# [Problem statement]
Through the end of the data below, output every line exactly, beginning with the line that contains "Query: driftwood".

(Natural-language object grounding data)
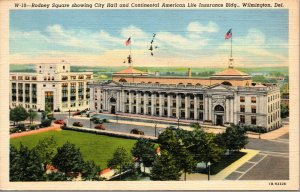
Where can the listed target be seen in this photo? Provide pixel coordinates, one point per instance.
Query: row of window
(253, 108)
(242, 99)
(253, 119)
(27, 78)
(273, 97)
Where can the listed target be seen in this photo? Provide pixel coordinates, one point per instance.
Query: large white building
(52, 85)
(229, 96)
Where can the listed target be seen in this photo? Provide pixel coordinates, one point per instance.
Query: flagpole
(231, 43)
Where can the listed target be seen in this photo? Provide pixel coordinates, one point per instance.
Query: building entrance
(49, 100)
(219, 120)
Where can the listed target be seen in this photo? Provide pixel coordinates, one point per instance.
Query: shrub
(100, 126)
(105, 120)
(59, 121)
(21, 127)
(98, 121)
(33, 127)
(136, 131)
(77, 124)
(13, 130)
(45, 123)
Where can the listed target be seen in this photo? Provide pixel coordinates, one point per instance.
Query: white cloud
(196, 27)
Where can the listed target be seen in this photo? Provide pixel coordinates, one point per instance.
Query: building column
(227, 113)
(145, 103)
(160, 105)
(138, 102)
(130, 102)
(169, 105)
(152, 104)
(195, 108)
(186, 106)
(177, 105)
(205, 104)
(232, 110)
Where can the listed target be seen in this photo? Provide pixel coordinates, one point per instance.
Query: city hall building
(226, 97)
(52, 85)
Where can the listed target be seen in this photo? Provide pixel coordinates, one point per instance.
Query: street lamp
(91, 120)
(208, 166)
(117, 119)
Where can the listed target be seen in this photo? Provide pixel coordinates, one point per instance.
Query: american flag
(228, 34)
(128, 42)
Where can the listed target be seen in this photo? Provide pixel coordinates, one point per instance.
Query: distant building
(229, 96)
(52, 85)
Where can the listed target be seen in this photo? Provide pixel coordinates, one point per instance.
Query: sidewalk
(272, 134)
(225, 172)
(41, 130)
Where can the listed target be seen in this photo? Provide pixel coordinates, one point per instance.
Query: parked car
(77, 124)
(136, 131)
(100, 126)
(76, 113)
(59, 121)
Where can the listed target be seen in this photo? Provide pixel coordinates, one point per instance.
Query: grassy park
(98, 148)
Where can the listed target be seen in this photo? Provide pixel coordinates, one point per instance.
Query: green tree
(68, 159)
(90, 171)
(205, 148)
(25, 165)
(165, 168)
(235, 138)
(46, 149)
(284, 110)
(144, 151)
(32, 115)
(18, 114)
(121, 160)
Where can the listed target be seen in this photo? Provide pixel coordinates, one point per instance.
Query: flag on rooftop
(128, 42)
(228, 34)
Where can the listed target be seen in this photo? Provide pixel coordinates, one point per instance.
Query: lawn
(98, 148)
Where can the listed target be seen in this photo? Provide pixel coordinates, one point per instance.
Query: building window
(242, 99)
(253, 120)
(242, 119)
(242, 108)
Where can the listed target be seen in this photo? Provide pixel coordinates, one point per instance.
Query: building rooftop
(231, 72)
(130, 70)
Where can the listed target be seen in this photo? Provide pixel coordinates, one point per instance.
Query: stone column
(186, 106)
(152, 104)
(160, 105)
(177, 105)
(209, 109)
(138, 102)
(169, 105)
(195, 108)
(130, 102)
(145, 103)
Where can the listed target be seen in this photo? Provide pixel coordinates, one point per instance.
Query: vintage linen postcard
(149, 95)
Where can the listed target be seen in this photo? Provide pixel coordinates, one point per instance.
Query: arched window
(112, 100)
(219, 108)
(226, 83)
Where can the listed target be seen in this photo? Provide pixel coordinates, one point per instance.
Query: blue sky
(184, 37)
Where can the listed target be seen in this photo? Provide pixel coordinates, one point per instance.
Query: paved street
(272, 163)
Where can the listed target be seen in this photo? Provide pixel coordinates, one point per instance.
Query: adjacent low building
(52, 85)
(226, 97)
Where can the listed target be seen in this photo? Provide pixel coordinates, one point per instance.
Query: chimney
(189, 72)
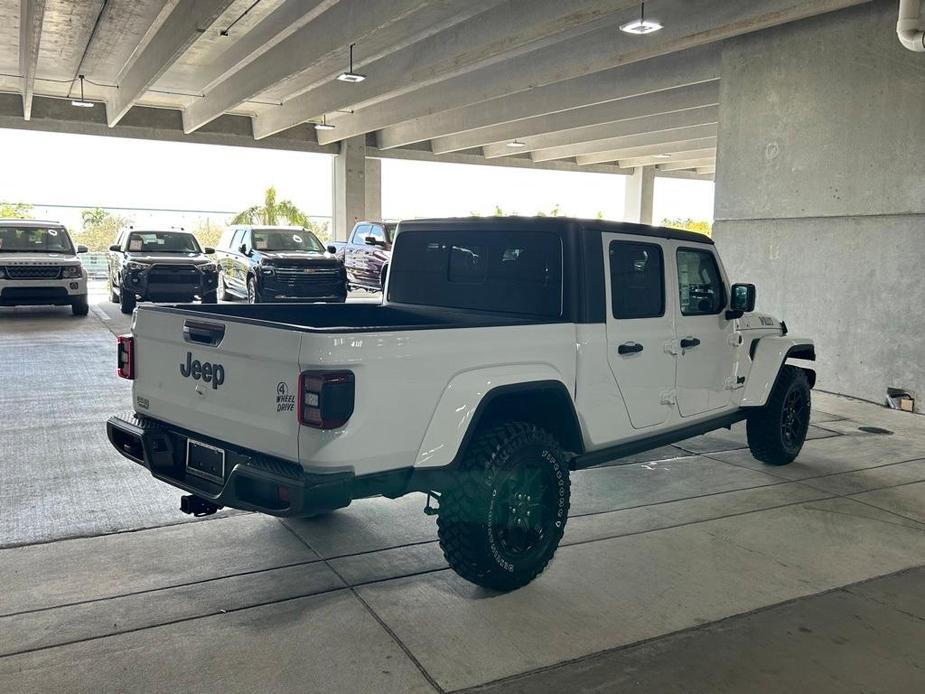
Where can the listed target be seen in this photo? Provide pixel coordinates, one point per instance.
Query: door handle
(203, 333)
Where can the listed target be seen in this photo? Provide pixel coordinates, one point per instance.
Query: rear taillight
(125, 349)
(326, 398)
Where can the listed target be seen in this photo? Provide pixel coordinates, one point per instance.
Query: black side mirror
(742, 301)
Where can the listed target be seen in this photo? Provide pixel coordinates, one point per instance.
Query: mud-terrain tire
(776, 432)
(80, 306)
(501, 521)
(126, 301)
(223, 292)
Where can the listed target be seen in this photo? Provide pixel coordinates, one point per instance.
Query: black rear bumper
(253, 481)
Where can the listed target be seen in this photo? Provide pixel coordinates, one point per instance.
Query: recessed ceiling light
(324, 125)
(81, 102)
(351, 76)
(641, 26)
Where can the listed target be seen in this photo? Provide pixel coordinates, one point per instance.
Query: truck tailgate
(232, 381)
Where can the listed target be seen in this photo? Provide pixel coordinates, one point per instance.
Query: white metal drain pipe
(909, 27)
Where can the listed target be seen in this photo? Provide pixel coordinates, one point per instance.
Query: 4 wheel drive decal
(205, 370)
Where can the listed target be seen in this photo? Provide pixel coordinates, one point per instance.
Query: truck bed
(336, 318)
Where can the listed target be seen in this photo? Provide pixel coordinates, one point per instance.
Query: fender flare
(468, 398)
(768, 357)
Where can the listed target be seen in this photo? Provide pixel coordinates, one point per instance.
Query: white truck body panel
(243, 409)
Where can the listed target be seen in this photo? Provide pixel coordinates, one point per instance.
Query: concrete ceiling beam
(661, 123)
(180, 29)
(348, 21)
(648, 140)
(684, 165)
(501, 32)
(652, 160)
(284, 20)
(612, 155)
(605, 92)
(31, 17)
(559, 128)
(708, 21)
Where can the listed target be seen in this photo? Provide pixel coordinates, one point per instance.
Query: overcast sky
(53, 169)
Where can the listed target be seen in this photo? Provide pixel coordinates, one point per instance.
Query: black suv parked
(278, 264)
(160, 266)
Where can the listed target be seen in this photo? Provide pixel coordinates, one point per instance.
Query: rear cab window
(637, 280)
(700, 284)
(517, 272)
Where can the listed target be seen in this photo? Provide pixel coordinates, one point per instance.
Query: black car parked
(278, 264)
(160, 266)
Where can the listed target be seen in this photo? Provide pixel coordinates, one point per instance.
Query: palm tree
(272, 211)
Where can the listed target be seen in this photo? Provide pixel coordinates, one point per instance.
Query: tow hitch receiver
(197, 507)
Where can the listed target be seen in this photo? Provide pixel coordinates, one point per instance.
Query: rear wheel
(501, 521)
(777, 431)
(126, 301)
(222, 289)
(80, 306)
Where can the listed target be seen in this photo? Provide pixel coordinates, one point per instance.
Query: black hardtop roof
(560, 224)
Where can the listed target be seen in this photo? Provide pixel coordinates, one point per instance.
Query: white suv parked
(39, 266)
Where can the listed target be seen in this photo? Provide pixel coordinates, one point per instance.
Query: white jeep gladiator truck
(507, 353)
(39, 266)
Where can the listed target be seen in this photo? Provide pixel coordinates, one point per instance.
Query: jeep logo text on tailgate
(207, 371)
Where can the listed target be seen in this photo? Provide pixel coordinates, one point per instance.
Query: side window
(637, 280)
(225, 242)
(359, 234)
(700, 284)
(376, 232)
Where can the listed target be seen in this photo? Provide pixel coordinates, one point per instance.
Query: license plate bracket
(205, 460)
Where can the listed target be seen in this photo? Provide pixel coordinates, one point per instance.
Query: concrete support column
(640, 195)
(373, 189)
(349, 189)
(820, 192)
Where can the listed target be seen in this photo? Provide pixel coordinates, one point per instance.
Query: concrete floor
(693, 569)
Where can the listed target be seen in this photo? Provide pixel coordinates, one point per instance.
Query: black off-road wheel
(126, 301)
(80, 306)
(777, 431)
(501, 521)
(223, 293)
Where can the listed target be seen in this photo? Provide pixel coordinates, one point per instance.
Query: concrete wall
(820, 191)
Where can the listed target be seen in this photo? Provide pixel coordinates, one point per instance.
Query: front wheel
(777, 431)
(222, 289)
(80, 306)
(501, 521)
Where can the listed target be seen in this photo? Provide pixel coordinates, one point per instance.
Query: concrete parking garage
(690, 568)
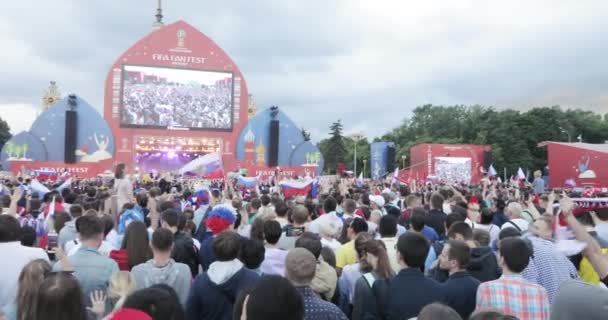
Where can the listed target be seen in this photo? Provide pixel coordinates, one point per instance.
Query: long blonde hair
(122, 284)
(30, 279)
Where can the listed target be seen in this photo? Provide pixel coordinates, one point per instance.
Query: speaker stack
(273, 150)
(71, 130)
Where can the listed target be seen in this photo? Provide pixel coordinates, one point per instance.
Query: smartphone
(294, 231)
(52, 238)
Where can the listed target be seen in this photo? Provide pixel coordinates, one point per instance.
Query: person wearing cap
(572, 295)
(538, 184)
(511, 293)
(499, 217)
(347, 254)
(377, 202)
(300, 267)
(329, 206)
(514, 211)
(214, 292)
(436, 217)
(221, 218)
(184, 250)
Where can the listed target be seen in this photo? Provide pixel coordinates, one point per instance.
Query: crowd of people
(177, 105)
(169, 249)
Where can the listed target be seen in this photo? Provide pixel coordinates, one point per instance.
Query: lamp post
(356, 138)
(567, 133)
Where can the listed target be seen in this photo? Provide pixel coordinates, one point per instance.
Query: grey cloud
(292, 55)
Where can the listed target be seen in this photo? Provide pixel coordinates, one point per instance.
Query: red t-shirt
(122, 258)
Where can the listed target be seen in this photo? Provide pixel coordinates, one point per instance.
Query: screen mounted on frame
(158, 97)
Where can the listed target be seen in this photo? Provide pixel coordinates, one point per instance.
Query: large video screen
(176, 98)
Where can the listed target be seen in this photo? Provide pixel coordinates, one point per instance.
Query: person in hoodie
(68, 232)
(161, 269)
(213, 293)
(274, 258)
(326, 279)
(184, 250)
(482, 265)
(221, 218)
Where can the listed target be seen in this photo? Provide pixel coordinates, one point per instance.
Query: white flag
(491, 171)
(51, 213)
(520, 174)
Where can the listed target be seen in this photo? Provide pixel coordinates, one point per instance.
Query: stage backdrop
(379, 155)
(467, 161)
(176, 55)
(581, 163)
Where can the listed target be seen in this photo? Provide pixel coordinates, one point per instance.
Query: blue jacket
(210, 301)
(460, 293)
(408, 292)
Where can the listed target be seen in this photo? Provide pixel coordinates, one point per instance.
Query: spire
(159, 16)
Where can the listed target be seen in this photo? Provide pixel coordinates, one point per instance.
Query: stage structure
(577, 165)
(171, 97)
(448, 163)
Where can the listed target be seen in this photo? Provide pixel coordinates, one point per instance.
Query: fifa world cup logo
(181, 37)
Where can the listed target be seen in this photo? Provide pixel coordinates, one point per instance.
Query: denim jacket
(92, 269)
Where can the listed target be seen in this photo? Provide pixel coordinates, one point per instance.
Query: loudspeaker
(273, 150)
(71, 124)
(487, 159)
(390, 159)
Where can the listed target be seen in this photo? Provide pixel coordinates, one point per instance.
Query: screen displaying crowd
(166, 97)
(120, 247)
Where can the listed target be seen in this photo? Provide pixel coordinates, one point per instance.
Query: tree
(5, 132)
(513, 135)
(333, 148)
(305, 134)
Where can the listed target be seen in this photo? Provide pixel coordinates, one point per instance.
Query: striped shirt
(515, 296)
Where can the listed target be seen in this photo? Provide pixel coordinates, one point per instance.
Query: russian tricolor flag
(247, 181)
(209, 165)
(293, 188)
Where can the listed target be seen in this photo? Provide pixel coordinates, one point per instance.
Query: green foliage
(333, 148)
(513, 135)
(305, 134)
(5, 133)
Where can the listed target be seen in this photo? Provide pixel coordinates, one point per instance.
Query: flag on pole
(491, 171)
(520, 174)
(51, 214)
(292, 188)
(39, 188)
(395, 175)
(247, 181)
(208, 165)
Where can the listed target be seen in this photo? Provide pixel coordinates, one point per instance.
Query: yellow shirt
(586, 272)
(346, 254)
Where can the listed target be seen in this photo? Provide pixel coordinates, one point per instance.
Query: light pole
(567, 133)
(356, 138)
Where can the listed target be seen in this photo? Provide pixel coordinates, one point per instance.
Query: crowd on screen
(153, 103)
(377, 250)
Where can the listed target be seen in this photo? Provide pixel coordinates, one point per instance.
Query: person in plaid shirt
(511, 293)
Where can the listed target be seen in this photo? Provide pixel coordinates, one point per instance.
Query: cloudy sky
(368, 63)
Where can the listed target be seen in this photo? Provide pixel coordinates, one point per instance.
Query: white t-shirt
(315, 226)
(71, 247)
(521, 223)
(16, 257)
(491, 228)
(333, 244)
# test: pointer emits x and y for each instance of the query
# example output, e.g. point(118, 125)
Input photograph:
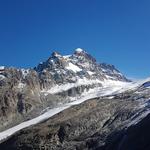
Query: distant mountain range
point(73, 103)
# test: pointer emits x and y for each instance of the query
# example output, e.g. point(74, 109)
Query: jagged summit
point(79, 50)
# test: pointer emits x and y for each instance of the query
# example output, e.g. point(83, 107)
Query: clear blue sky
point(113, 31)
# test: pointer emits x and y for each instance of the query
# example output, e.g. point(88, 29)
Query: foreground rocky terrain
point(118, 122)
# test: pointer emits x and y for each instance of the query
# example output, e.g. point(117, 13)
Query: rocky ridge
point(24, 93)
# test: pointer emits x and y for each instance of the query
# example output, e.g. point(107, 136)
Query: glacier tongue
point(93, 93)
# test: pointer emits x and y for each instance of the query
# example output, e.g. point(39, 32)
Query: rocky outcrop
point(21, 90)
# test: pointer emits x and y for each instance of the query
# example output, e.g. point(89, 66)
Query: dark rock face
point(85, 126)
point(136, 137)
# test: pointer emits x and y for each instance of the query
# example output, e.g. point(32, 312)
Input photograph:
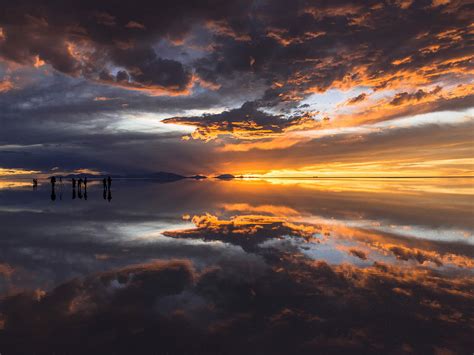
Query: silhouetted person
point(53, 192)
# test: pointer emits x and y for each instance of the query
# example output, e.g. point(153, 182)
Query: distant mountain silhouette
point(160, 176)
point(225, 177)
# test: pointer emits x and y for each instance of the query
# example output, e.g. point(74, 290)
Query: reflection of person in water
point(53, 188)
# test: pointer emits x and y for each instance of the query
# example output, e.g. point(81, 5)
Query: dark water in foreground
point(239, 267)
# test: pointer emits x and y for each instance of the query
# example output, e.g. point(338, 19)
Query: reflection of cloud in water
point(326, 241)
point(236, 267)
point(298, 306)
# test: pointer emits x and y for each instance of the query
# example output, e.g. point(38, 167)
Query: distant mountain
point(225, 177)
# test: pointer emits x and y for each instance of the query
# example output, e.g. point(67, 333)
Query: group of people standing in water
point(81, 184)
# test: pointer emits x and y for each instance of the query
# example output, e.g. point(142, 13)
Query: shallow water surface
point(241, 266)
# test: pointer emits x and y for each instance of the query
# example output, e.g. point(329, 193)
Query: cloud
point(246, 123)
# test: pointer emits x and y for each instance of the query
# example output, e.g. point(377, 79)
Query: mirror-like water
point(242, 266)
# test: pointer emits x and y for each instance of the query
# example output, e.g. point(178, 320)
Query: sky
point(254, 87)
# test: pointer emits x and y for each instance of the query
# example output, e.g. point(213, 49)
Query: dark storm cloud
point(222, 310)
point(118, 58)
point(357, 99)
point(297, 47)
point(405, 97)
point(246, 122)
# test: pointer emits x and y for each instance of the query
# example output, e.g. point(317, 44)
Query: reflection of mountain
point(225, 177)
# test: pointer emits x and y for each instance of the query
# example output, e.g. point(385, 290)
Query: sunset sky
point(254, 87)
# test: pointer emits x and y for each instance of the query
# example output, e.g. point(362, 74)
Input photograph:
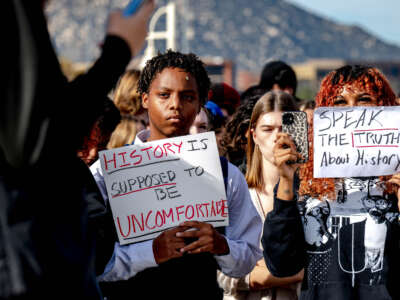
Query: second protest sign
point(356, 141)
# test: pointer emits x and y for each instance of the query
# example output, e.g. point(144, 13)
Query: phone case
point(295, 124)
point(132, 7)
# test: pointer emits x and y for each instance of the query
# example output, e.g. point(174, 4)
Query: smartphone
point(132, 7)
point(295, 124)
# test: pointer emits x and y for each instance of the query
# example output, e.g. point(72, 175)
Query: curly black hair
point(171, 59)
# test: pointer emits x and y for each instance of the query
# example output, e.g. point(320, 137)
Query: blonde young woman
point(262, 176)
point(133, 116)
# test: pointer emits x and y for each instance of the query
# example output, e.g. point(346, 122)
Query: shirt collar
point(142, 137)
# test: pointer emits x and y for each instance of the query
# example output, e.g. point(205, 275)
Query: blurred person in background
point(216, 122)
point(100, 133)
point(133, 116)
point(308, 107)
point(46, 241)
point(277, 75)
point(226, 97)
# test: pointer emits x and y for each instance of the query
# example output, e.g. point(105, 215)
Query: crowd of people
point(290, 235)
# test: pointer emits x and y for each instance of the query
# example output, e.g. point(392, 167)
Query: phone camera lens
point(287, 119)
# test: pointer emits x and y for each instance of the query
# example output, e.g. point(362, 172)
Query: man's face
point(172, 103)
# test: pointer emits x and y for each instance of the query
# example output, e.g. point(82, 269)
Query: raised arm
point(283, 236)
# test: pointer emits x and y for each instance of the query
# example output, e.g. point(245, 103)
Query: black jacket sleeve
point(283, 239)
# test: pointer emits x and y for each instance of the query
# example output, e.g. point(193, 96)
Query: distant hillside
point(249, 32)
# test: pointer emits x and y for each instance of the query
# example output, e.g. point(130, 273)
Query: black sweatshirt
point(349, 247)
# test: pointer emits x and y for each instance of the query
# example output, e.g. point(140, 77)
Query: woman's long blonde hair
point(270, 102)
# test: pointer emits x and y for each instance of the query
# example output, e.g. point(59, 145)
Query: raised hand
point(284, 152)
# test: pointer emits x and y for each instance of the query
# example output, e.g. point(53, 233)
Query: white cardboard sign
point(158, 185)
point(356, 141)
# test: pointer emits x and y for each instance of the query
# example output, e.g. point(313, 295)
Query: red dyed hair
point(365, 78)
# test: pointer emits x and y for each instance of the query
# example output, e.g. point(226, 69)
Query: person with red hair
point(344, 232)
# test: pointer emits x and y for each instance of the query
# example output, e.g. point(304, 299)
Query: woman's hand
point(284, 154)
point(261, 278)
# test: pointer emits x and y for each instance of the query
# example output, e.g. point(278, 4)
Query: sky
point(381, 18)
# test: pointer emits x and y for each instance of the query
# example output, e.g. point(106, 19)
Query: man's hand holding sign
point(166, 190)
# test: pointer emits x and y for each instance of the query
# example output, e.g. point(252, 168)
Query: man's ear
point(145, 100)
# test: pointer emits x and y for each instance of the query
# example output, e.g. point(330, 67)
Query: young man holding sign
point(343, 231)
point(181, 262)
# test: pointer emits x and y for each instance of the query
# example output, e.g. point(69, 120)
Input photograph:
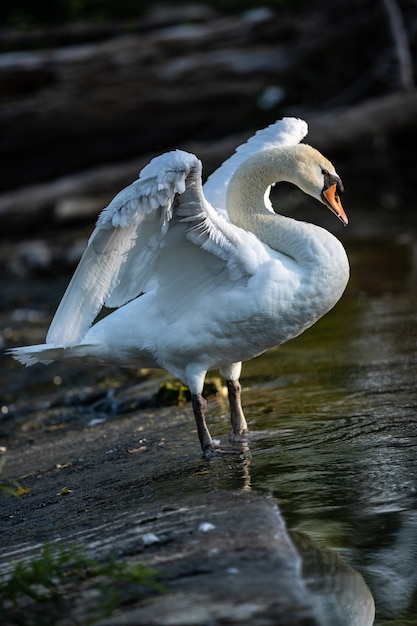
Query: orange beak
point(332, 201)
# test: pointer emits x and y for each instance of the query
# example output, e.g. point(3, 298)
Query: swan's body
point(200, 289)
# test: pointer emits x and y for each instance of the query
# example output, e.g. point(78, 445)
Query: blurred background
point(91, 89)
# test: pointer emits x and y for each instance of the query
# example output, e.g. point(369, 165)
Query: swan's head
point(316, 176)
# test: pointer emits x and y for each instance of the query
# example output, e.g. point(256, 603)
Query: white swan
point(198, 290)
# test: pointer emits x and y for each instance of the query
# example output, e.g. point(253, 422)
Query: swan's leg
point(199, 407)
point(239, 428)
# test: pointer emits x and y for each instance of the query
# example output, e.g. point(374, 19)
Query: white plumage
point(203, 280)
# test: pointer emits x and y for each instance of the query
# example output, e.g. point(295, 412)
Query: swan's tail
point(45, 353)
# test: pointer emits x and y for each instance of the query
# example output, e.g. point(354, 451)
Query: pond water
point(340, 402)
point(334, 417)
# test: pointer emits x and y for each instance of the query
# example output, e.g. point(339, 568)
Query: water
point(340, 449)
point(334, 420)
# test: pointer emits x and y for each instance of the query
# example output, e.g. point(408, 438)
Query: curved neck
point(246, 201)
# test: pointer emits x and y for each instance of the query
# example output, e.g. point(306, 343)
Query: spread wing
point(285, 132)
point(163, 207)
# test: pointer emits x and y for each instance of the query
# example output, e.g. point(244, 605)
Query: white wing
point(163, 207)
point(285, 132)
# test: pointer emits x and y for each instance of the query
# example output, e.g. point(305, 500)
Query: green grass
point(65, 586)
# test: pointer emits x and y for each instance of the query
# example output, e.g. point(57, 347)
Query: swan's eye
point(331, 179)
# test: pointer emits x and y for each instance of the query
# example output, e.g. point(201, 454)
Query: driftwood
point(84, 195)
point(79, 121)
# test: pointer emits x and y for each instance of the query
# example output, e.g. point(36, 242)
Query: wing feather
point(128, 233)
point(122, 255)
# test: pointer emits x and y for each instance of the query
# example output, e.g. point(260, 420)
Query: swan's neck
point(246, 204)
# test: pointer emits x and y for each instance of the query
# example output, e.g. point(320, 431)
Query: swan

# [Output of the task]
Query: driftwood
point(84, 195)
point(79, 121)
# test: pointer emits x and y for each instance of the query
# example output, e.g. point(36, 242)
Query: wing feather
point(128, 233)
point(122, 255)
# test: pointer emits x and y for each instance of the query
# example output, e.g. point(260, 420)
Query: swan's neck
point(246, 204)
# test: pointer emits x and y for each instance of the query
# example output, e.g. point(320, 431)
Query: swan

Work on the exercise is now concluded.